(Text excerpt)
Our laboratory investigates the regulatory roles of complex N-linked glycans in cellular processes and disease in humans. N-glycosylation within the Golgi apparatus controls macromolecular complex formation on the cell surface and thereby determines cell growth, differentiation, and disease. The size and branching of the N-glycans control galectin binding and the assembly of the galectin–glycoprotein lattice, a structured network that governs the distribution, clustering, and endocytosis of cell-surface glycoproteins in a highly ordered fashion.
Immune Regulation and Autoimmunity
N-glycan branching deficiencies have a profound influence on immune function. In T cells, reduced branching reduces receptor clustering and signaling thresholds, diminishes CTLA-4 surface maintenance, and biases differentiation towards pro-inflammatory TH1 and TH17 subsets but limits Treg and TH2 subsets. These changes cause hyperactivation and autoimmune pathology in human systems. N-glycan branching deficiency also impairs B cell development and tolerance, promotes antigen-presenting cell–mediated demyelination by hyper-signaling through Toll-like receptors, and inhibits repair myelin by oligodendrocyte precursor cells. All of these deficiencies combine with genetic and environmental risk factors to produce multiple sclerosis (MS).
Cancer Biology and Immunotherapy
Malignant transformation is almost invariably coupled with aberrant N- and/or O-linked glycosylation, which promotes tumor growth, invasion, and metastasis. Tumor-associated carbohydrate antigens (TACAs) are thus appealing therapeutic targets, yet conventional antibodies bind poorly to glycans. To bypass this issue, we have developed Glycan-dependent T cell Recruiter (GlyTR) immunotherapeutics with support from the NCI Cancer Moonshot program. These bi-specific lectin-based structures have high-avidity, density-dependent binding to branched N-glycans (GlyTR1) or an unselective panel of TACAs, like Tn, sialyl-Tn, LacDiNAc, and GD2 (GlyTR2). GlyTRs activate T cells with femtomolar potency, enabling effective pan-cancer killing at ultralow effector-to-target ratios, yet demonstrating a lack of off-target toxicity in models optimized for human-like expression of glycan.
(End Text excerpt)
(Data records)
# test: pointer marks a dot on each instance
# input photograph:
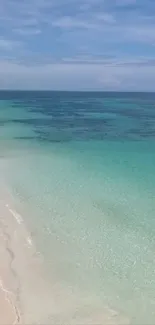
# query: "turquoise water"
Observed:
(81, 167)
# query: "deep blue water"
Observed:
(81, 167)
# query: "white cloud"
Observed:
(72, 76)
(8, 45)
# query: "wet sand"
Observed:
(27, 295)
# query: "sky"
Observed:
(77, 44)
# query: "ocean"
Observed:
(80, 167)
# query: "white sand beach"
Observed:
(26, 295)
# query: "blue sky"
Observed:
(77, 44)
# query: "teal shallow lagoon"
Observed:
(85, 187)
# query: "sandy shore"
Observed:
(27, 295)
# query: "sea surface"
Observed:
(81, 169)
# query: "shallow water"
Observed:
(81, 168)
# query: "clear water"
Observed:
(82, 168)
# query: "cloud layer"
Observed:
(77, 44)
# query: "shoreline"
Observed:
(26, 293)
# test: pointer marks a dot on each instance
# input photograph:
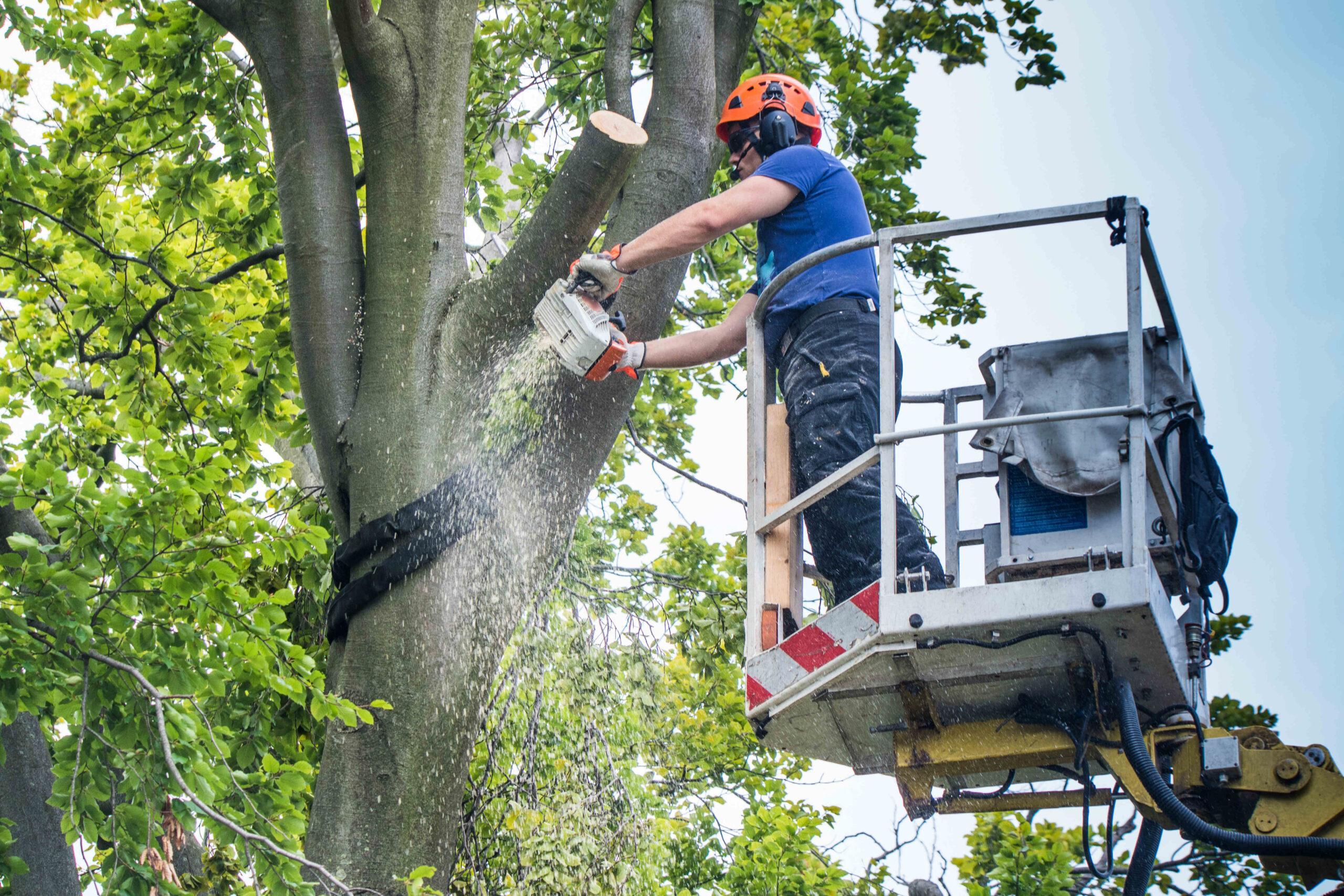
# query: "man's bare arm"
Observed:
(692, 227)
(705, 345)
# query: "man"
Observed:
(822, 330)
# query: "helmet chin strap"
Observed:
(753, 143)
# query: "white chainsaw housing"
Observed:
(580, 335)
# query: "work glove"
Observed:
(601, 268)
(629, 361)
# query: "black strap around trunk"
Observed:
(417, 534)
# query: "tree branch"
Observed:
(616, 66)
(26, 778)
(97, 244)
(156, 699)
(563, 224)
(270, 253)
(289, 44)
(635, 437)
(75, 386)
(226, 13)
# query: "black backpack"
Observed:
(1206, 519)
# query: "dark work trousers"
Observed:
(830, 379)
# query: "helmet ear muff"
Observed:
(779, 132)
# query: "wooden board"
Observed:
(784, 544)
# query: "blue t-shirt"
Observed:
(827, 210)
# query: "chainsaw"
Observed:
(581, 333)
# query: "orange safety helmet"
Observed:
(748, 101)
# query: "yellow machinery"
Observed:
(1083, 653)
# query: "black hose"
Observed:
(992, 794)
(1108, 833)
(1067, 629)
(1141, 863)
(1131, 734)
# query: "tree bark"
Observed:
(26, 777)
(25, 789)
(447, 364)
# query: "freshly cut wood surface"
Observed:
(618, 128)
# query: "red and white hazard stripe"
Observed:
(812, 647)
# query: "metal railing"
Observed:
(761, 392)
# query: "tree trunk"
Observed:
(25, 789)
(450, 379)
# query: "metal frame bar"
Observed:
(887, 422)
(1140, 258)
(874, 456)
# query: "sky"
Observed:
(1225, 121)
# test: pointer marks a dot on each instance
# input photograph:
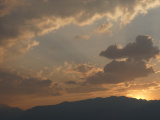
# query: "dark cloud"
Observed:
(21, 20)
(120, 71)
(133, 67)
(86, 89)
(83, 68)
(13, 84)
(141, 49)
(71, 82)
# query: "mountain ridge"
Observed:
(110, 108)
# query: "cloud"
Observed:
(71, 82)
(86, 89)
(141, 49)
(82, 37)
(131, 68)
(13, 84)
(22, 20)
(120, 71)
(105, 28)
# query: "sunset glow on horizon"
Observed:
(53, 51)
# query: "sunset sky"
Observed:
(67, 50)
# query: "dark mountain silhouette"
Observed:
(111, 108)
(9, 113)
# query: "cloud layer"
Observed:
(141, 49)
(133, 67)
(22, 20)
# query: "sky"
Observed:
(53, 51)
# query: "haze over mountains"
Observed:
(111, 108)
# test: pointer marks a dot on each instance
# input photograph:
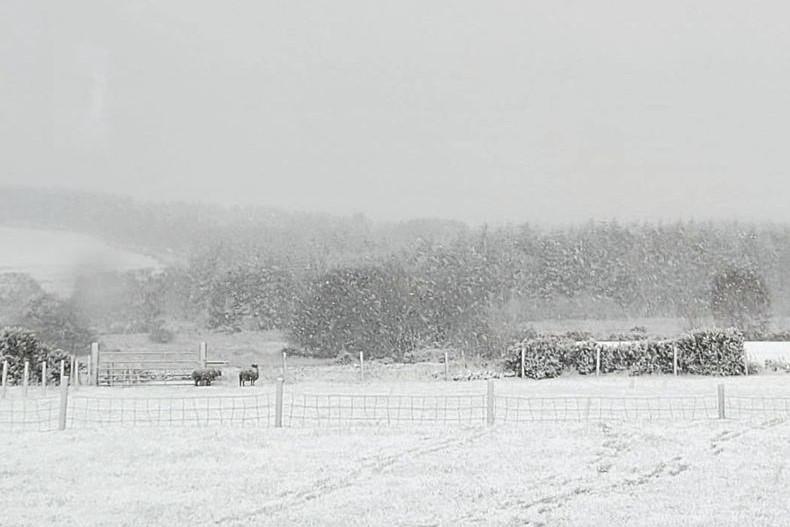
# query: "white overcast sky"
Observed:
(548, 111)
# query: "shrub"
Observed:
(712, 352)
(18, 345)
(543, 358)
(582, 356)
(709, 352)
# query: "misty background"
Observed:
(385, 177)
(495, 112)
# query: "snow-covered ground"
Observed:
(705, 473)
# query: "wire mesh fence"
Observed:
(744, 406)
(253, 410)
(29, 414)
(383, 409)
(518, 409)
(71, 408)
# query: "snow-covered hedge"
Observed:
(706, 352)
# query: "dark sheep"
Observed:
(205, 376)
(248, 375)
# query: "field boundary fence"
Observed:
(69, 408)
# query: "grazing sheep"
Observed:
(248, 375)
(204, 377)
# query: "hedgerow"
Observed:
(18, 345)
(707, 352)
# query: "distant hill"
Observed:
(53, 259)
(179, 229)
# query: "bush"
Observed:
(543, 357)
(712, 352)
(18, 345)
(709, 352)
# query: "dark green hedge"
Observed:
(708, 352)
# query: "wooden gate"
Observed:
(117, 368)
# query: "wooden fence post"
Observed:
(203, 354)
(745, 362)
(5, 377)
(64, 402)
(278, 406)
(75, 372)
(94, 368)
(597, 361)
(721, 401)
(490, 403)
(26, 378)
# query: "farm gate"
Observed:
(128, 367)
(End Data records)
(Data records)
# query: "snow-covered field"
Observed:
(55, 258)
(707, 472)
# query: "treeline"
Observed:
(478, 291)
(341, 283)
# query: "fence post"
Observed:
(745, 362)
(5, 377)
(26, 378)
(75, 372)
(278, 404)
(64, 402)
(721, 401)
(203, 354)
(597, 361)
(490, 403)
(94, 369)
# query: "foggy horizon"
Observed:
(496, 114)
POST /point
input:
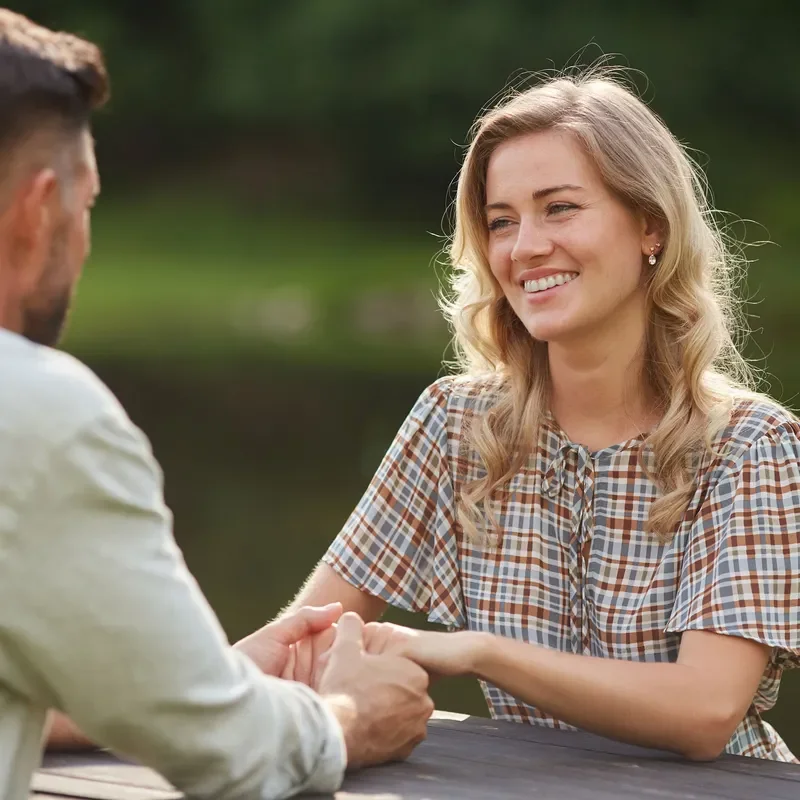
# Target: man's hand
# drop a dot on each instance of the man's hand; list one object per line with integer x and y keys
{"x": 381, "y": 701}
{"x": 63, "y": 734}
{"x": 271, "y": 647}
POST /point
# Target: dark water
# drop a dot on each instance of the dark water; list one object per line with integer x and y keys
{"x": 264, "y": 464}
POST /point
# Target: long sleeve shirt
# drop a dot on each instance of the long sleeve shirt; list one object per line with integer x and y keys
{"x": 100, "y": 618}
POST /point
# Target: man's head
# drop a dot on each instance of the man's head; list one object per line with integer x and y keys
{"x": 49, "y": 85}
(End Data records)
(Data records)
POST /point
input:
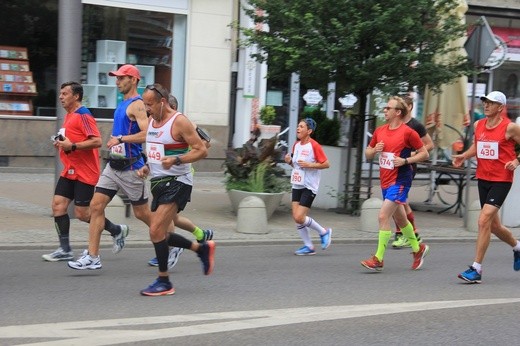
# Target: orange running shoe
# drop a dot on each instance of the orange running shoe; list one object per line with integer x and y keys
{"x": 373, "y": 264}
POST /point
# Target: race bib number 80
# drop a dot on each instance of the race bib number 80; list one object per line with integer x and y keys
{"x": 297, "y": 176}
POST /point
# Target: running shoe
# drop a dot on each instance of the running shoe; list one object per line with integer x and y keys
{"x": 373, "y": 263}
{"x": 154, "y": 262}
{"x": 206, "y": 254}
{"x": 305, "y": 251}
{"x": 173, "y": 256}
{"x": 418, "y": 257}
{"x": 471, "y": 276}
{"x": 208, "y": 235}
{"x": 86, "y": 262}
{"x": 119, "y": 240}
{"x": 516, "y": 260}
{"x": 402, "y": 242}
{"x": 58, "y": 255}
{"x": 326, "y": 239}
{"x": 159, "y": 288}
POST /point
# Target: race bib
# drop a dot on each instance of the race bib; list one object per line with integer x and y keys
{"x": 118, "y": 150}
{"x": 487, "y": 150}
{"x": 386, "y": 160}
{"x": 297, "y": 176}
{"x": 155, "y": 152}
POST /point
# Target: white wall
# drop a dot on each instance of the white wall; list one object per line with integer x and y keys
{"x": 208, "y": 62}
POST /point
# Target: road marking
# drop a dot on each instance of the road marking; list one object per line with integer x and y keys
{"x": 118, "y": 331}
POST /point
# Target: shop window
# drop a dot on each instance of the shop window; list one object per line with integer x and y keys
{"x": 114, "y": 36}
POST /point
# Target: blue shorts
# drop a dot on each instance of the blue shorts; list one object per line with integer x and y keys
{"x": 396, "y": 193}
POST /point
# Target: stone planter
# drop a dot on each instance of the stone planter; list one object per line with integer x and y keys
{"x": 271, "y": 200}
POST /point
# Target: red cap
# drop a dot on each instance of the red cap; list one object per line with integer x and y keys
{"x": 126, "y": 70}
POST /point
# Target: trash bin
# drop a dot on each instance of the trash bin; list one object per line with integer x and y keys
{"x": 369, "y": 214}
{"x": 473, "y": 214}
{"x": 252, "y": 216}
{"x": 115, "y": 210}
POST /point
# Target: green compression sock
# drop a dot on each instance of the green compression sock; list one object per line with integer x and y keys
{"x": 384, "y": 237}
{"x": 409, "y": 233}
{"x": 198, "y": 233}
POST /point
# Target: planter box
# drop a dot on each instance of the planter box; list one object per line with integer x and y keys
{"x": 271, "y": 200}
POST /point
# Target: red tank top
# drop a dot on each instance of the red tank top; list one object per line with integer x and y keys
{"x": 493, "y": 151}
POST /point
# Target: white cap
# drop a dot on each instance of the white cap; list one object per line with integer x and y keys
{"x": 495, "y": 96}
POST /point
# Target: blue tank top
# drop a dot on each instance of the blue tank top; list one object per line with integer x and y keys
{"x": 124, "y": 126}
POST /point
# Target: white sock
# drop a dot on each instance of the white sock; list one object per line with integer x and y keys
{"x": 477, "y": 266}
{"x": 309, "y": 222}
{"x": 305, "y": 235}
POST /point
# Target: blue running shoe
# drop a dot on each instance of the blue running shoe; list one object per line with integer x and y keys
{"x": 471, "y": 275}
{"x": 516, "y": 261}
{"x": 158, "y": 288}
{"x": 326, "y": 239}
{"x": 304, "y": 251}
(End Data records)
» Set of tasks
1. Extract the passage of the N-glycan research overview from "Our laboratory investigates" up to and including "highly ordered fashion.".
2. Which tumor-associated carbohydrate antigens does the N-glycan research overview name as examples?
This material was taken from a separate source.

» Solutions for each task
1.
Our laboratory investigates the regulatory roles of complex N-linked glycans in cellular processes and disease in humans. N-glycosylation within the Golgi apparatus controls macromolecular complex formation on the cell surface and thereby determines cell growth, differentiation, and disease. The size and branching of the N-glycans control galectin binding and the assembly of the galectin–glycoprotein lattice, a structured network that governs the distribution, clustering, and endocytosis of cell-surface glycoproteins in a highly ordered fashion.

2. Tn, sialyl-Tn, LacDiNAc, GD2